DETALLES DEL EJERCICIO = ¿Puedes reproducir palabra por palabra el tramo de los datos de abajo que va desde la línea que contiene "For the audit, pick out each instance of the green foliage" hasta el final, ambos extremos incluidos?

DATOS EN BRUTO =

***

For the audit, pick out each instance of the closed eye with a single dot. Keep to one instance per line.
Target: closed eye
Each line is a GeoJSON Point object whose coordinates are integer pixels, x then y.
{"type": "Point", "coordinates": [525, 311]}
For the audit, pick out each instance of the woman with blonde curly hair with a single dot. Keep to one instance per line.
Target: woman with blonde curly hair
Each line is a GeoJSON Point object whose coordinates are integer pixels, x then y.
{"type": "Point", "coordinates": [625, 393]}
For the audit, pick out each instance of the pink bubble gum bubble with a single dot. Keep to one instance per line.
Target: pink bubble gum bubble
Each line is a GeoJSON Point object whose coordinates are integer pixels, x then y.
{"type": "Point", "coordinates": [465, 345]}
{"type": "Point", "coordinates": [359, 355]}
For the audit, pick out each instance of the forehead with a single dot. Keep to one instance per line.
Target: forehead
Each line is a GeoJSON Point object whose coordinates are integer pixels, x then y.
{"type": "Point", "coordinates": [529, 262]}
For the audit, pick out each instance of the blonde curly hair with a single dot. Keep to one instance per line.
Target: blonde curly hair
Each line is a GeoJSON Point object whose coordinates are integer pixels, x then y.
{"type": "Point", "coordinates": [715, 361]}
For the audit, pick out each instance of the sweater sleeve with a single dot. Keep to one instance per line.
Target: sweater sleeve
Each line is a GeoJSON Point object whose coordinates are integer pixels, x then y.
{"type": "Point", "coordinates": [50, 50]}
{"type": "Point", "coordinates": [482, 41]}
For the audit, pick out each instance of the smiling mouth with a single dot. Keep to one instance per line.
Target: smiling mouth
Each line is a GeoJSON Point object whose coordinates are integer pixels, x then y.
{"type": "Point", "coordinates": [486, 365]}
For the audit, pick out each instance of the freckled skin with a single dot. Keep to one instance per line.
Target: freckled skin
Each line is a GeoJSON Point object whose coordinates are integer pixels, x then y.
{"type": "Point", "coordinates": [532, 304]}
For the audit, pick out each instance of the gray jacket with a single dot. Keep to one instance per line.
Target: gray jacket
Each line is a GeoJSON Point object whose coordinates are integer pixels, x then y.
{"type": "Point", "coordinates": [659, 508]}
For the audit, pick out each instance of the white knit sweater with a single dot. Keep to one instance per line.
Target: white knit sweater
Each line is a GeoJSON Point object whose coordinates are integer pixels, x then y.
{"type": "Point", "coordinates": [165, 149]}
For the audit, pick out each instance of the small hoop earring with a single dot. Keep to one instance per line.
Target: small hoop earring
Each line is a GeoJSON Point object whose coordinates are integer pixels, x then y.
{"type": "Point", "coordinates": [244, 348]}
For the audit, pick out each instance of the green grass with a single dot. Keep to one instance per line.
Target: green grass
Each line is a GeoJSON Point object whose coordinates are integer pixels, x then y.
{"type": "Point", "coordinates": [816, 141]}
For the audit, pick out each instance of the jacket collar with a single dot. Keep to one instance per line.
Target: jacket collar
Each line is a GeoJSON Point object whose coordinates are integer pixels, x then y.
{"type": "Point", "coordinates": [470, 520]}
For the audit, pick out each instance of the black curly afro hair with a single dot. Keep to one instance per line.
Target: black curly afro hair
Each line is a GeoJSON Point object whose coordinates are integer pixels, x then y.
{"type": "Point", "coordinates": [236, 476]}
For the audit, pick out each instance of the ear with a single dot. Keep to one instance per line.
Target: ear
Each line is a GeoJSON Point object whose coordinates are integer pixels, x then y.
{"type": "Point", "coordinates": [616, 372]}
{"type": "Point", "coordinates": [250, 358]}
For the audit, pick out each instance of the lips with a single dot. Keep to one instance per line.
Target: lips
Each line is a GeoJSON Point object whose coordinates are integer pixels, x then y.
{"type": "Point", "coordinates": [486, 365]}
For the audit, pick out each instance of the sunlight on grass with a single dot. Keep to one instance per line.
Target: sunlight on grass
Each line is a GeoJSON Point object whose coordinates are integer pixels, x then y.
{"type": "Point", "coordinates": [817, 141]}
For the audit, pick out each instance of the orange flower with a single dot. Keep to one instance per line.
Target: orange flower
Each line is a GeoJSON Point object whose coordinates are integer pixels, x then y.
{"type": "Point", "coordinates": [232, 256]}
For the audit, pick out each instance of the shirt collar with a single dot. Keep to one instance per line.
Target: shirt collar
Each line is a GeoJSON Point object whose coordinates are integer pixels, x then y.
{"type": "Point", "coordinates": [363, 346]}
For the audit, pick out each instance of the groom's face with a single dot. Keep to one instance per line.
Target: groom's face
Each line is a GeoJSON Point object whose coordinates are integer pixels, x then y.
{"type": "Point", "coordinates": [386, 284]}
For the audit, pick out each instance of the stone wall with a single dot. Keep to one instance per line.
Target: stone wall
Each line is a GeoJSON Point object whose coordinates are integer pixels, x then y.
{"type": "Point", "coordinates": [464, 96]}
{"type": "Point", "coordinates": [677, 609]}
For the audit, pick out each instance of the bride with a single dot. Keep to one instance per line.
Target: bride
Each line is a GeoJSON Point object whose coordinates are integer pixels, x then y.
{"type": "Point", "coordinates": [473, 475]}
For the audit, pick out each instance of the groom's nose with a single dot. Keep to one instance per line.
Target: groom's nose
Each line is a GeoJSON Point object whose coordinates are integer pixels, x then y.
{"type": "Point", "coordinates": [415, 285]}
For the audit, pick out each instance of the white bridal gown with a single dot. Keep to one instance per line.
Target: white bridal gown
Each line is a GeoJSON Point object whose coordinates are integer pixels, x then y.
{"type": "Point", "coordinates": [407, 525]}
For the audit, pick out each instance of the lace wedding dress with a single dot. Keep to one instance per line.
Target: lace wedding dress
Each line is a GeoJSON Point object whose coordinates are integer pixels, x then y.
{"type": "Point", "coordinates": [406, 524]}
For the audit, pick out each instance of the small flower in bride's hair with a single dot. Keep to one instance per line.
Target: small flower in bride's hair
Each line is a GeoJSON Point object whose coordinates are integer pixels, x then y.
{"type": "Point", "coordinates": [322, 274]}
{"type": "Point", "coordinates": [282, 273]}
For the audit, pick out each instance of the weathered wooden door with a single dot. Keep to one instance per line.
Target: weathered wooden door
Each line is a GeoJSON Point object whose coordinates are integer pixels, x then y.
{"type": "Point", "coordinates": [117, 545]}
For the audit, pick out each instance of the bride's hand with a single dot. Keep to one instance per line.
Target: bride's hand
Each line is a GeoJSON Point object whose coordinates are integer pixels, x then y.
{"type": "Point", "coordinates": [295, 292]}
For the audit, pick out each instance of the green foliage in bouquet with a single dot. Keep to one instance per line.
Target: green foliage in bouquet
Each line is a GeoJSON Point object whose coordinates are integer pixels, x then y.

***

RESPUESTA =
For the audit, pick out each instance of the green foliage in bouquet with a single dot. Keep to one instance per line.
Target: green foliage in bouquet
Each line is a GeoJSON Point object whose coordinates are integer pixels, x then y.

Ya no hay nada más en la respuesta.